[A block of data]
▶

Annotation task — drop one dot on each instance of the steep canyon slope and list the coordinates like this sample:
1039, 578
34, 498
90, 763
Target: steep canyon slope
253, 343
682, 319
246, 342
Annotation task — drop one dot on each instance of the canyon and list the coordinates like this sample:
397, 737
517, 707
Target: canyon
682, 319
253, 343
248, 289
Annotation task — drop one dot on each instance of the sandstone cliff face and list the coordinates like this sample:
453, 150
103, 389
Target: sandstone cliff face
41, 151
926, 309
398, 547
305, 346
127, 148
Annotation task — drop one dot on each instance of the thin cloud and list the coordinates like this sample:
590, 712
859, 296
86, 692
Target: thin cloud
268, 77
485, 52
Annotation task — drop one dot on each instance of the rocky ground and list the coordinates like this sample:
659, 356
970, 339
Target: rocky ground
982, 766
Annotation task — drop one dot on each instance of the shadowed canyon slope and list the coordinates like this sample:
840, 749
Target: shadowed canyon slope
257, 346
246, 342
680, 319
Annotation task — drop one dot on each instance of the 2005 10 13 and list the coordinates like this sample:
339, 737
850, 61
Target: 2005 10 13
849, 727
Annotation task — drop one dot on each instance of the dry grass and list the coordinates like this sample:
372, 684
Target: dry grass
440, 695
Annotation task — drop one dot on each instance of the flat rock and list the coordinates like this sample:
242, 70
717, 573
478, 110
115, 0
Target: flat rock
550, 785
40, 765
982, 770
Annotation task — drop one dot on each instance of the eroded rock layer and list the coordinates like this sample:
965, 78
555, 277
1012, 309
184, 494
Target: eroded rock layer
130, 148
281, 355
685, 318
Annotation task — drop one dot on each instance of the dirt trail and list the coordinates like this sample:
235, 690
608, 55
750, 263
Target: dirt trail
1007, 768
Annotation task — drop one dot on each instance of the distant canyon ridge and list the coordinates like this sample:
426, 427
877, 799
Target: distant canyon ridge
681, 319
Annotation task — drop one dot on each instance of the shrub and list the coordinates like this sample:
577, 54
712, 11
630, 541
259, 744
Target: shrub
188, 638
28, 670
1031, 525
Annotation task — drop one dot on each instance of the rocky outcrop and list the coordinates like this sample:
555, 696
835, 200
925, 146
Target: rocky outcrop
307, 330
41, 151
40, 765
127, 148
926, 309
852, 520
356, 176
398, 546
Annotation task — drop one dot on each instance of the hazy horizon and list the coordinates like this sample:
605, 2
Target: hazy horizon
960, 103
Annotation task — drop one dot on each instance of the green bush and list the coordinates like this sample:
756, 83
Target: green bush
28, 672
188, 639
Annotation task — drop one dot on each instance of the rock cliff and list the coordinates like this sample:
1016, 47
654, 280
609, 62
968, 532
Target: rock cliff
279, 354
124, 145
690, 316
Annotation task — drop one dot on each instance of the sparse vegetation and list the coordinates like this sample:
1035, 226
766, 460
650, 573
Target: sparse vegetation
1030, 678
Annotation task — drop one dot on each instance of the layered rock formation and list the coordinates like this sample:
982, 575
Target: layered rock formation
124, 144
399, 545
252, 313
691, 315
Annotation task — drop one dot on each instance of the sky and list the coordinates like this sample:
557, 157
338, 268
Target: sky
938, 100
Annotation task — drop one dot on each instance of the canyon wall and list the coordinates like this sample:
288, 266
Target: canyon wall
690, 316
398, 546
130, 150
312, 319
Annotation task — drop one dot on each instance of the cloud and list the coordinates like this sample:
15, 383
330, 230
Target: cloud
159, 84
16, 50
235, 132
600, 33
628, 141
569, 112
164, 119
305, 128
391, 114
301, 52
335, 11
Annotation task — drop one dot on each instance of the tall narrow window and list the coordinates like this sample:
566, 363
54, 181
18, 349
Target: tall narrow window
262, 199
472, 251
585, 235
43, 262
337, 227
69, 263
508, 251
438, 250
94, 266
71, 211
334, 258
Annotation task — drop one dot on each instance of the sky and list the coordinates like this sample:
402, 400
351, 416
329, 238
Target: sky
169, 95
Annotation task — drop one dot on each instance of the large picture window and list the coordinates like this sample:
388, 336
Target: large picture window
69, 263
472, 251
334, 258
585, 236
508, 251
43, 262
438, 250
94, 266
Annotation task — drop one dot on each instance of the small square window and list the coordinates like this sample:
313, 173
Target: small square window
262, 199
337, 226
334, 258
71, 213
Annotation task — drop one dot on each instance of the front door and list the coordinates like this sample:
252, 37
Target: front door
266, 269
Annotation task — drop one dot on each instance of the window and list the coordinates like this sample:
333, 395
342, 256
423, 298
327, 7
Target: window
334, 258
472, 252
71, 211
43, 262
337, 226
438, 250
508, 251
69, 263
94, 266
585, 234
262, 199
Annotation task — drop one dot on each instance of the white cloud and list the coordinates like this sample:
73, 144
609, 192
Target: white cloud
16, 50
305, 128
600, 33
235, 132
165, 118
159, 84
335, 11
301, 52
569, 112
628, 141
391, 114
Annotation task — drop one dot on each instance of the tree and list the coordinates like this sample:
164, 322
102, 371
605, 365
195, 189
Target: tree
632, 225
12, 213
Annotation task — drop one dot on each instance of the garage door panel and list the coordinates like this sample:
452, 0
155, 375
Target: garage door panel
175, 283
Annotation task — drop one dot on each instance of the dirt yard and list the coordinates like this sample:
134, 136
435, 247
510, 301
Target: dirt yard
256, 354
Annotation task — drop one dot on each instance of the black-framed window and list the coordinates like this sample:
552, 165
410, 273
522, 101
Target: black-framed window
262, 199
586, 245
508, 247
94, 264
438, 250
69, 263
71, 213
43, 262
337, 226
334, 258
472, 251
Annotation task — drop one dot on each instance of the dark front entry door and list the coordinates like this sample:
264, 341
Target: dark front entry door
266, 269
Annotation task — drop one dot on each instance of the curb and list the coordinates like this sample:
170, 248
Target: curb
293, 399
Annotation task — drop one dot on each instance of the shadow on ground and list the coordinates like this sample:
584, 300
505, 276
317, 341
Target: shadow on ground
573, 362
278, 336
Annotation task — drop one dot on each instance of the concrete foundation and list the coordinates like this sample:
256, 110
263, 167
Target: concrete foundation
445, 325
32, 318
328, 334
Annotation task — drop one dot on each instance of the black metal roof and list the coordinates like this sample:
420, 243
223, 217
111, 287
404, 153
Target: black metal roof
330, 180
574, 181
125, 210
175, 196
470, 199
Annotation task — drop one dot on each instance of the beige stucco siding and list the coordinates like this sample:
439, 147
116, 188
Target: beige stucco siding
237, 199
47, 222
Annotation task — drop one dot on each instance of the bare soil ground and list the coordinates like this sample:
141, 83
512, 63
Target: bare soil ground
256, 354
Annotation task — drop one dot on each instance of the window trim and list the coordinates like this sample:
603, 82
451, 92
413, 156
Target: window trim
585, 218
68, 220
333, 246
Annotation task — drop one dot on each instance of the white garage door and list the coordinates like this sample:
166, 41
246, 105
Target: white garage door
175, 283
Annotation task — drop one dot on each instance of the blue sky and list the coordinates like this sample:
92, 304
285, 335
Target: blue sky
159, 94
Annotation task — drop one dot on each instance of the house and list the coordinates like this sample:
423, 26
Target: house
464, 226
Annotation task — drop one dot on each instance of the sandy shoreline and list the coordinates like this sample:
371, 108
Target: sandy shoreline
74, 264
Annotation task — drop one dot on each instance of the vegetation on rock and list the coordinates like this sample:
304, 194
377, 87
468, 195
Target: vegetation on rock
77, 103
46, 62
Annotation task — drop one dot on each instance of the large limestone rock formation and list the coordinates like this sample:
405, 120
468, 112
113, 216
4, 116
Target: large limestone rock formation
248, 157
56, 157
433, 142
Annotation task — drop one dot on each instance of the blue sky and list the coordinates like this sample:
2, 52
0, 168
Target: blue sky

◀

■ **Task prompt**
Reproduce all of the records above, line for line, without changing anything.

■ **Worked answer**
Annotation task — drop one dot on each instance of the steep canyon slope and list the coordinates like this sample:
1039, 578
34, 498
90, 763
Target: steep canyon slope
253, 343
682, 319
246, 342
Annotation task — drop one dot on each instance of the canyon and list the coordinates like this sample:
397, 737
517, 707
Target: canyon
682, 319
253, 343
248, 289
Annotation task — drop one dot on each instance of the sandstone cliff face and list the coordinates like this sample:
453, 150
103, 389
Target: sandstone cliff face
41, 151
926, 309
398, 547
305, 346
127, 148
Annotation task — drop one dot on each instance of the thin cloud and list the coordinates like this sample:
590, 712
859, 296
86, 692
Target: thin cloud
268, 77
485, 52
Annotation task — drop one dot on each instance of the rocky ground and list the coordinates like this sample:
659, 356
970, 339
Target: rocky ground
982, 766
Annotation task — drop one dot on each instance of the shadowed canyon slope and list the coordinates like this sample:
840, 749
Target: shadowed canyon slope
257, 346
246, 342
680, 319
Annotation task — drop one dot on each instance of the 2005 10 13 and list the coordinates like this sample:
339, 737
850, 61
Target: 2005 10 13
849, 727
Annotation task — drop one dot on each instance of the dry grass and list the coordinates like this sample:
372, 684
Target: dry grass
440, 695
Annotation task — drop one dot on each instance of the flat rock and list the coordinates like this sample:
242, 70
717, 573
478, 110
115, 0
Target: flat rock
550, 785
40, 765
982, 770
Annotation task — drop one dot on each instance of the eroded rock layer and list the coordinates like this sample:
965, 78
555, 277
1012, 309
184, 494
Target: eroded rock layer
130, 148
281, 355
685, 318
Annotation task — drop one dot on each instance of the dirt trail and list the coordinates like this sample:
235, 690
608, 55
750, 263
Target: dirt trail
1007, 768
Annotation task — drop one dot on each instance of the distant canyon ridge and list the coordinates like this sample:
426, 427
877, 799
Target: distant canyon ridge
681, 319
Annotation task — drop one dot on each instance of the shrub and list the coordinates like this sample:
577, 54
712, 11
630, 541
259, 744
Target: shrub
188, 638
28, 670
1031, 525
Annotation task — drop one dot on each instance of the rocky outcrop and list the coordinates like this sample:
555, 696
835, 200
925, 146
Target: rocky outcrop
307, 330
41, 151
40, 765
127, 148
926, 309
852, 520
356, 176
398, 546
Annotation task — drop one dot on each instance of the hazy horizon and list the coordinates like this sample:
605, 2
Target: hazy horizon
960, 103
Annotation task — drop one dot on each instance of the green bush and list the coordinates like this sample:
756, 83
Target: green bush
28, 672
188, 639
Annotation task — drop one dot on each instance of the rock cliff and list the coordinates like this sample:
1016, 47
654, 280
609, 62
968, 532
Target: rock cliff
279, 354
124, 145
690, 316
Annotation task — drop one dot on each instance of the sparse vegetation and list the coordinates like this sample:
1035, 226
766, 460
650, 573
Target: sparse vegetation
1030, 678
Annotation task — drop one dot on each instance of the layered rock formation and list the coordinates like this sample:
982, 575
Target: layered rock formation
124, 144
399, 545
252, 313
691, 315
Annotation task — drop one dot on each instance of the sky and list the coordinates like this sample:
557, 157
338, 268
Target: sky
938, 100
Annotation task — drop one dot on each instance of the canyon wall and list the coordinates like this sample:
288, 266
Target: canyon wall
690, 316
398, 546
130, 150
312, 319
Annotation task — drop one dot on each instance of the cloud and list the coordinates like this sample:
15, 383
330, 230
Target: cloud
159, 84
16, 50
235, 132
600, 33
628, 141
569, 112
164, 119
305, 128
391, 114
301, 52
335, 11
Annotation task — drop one dot on each instance of the tall narrow window and list the coordinates like this sample:
566, 363
54, 181
18, 349
Target: tall narrow window
262, 199
472, 251
585, 235
43, 262
337, 227
69, 263
508, 251
438, 250
94, 266
71, 211
334, 258
Annotation task — drop one dot on each instance of the sky and list the coordinates like this sample:
402, 400
351, 416
329, 238
Target: sky
169, 95
Annotation task — drop one dot on each instance of the large picture window and list the coordinates like this sample:
388, 336
Target: large picture window
69, 263
472, 251
334, 258
585, 236
508, 251
43, 262
438, 250
94, 266
Annotation task — drop one dot on each instance of the small square window and list the coordinates like this sample:
313, 173
Target: small square window
262, 199
337, 226
334, 258
71, 213
Annotation task — drop one dot on each instance of the front door and list the coordinates like this sample:
252, 37
Target: front door
266, 269
Annotation task — drop one dot on each instance of the window and list the coordinates like this sample:
333, 395
342, 256
423, 298
327, 7
Target: window
334, 258
472, 252
71, 211
43, 262
337, 226
438, 250
508, 251
69, 263
94, 266
585, 234
262, 199
Annotation task — drop one dot on each instance of the white cloud and list the coordinates like this sample:
73, 144
609, 192
Target: white cloud
16, 50
305, 128
600, 33
235, 132
165, 118
159, 84
335, 11
301, 52
569, 112
628, 141
391, 114
Annotation task — drop one dot on each instance of the tree and list the coordinates like this sample:
164, 322
102, 371
605, 365
195, 189
Target: tree
632, 225
12, 213
Annotation task — drop one dot on each instance of the garage door panel and list the coordinates like this sample:
452, 0
155, 375
Target: garage door panel
175, 283
Annotation task — drop one dot on each instance of the dirt yard and list the coordinates like this sample:
134, 136
435, 247
510, 301
Target: dirt yard
256, 354
Annotation task — drop one dot on each instance of the black-framed window and list the coordinates like this sample:
552, 165
410, 273
522, 101
Target: black-framed window
262, 199
586, 245
508, 247
94, 264
438, 250
69, 263
71, 213
43, 262
337, 226
334, 258
472, 251
Annotation task — drop one dot on each instance of the dark front entry door and list the coordinates like this sample:
264, 341
Target: dark front entry door
266, 269
Annotation task — drop one dot on each instance of the curb and list the coordinates like this sample:
170, 248
Target: curb
293, 399
Annotation task — drop one dot on each instance of the shadow on ground and list the coordinates like this sample:
584, 300
505, 276
317, 341
Target: shadow on ground
573, 362
278, 336
Annotation task — drop one dot on each instance of the concrete foundation and list the coordinates like this sample:
256, 110
263, 167
Target: concrete foundation
445, 325
32, 318
328, 334
Annotation task — drop one dot on each instance of the black metal roof and list the coordinates like this sample:
420, 243
223, 217
111, 287
404, 153
Target: black metal roof
330, 180
574, 181
125, 210
175, 196
470, 199
Annotation task — drop one dot on each instance of the beige stucco siding and list the coordinates like this sample:
439, 147
116, 188
Target: beige stucco siding
237, 199
47, 222
Annotation task — drop one dot on each instance of the bare soil ground and list the coordinates like this sample:
141, 83
512, 63
Target: bare soil ground
256, 354
Annotation task — drop one dot on each instance of the window trim and list the coordinates like this sample:
603, 82
451, 92
413, 156
Target: window trim
585, 218
68, 220
333, 246
Annotation task — drop one dot on each instance of the white garage door and list the coordinates like this sample:
166, 41
246, 105
Target: white garage door
175, 283
Annotation task — drop one dot on each instance of the blue sky and list the coordinates like this sample:
92, 304
285, 335
Target: blue sky
159, 94
Annotation task — drop one dot on each instance of the house and list the coordinates like this sample:
423, 26
Target: house
464, 226
Annotation task — drop one dot on each instance of the sandy shoreline and list the coordinates like this sample:
371, 108
Target: sandy shoreline
74, 264
Annotation task — drop one dot on each instance of the vegetation on rock and list the coordinates like this sample:
304, 194
377, 87
468, 195
Target: vegetation on rock
77, 103
46, 62
Annotation task — drop one dot on each instance of the large limestone rock formation and list the coordinates like this sample:
405, 120
468, 112
113, 216
4, 116
Target: large limestone rock formation
248, 157
56, 157
433, 142
Annotation task — drop one dot on each instance of the blue sky and list the coordinates like this sample:
2, 52
0, 168
Target: blue sky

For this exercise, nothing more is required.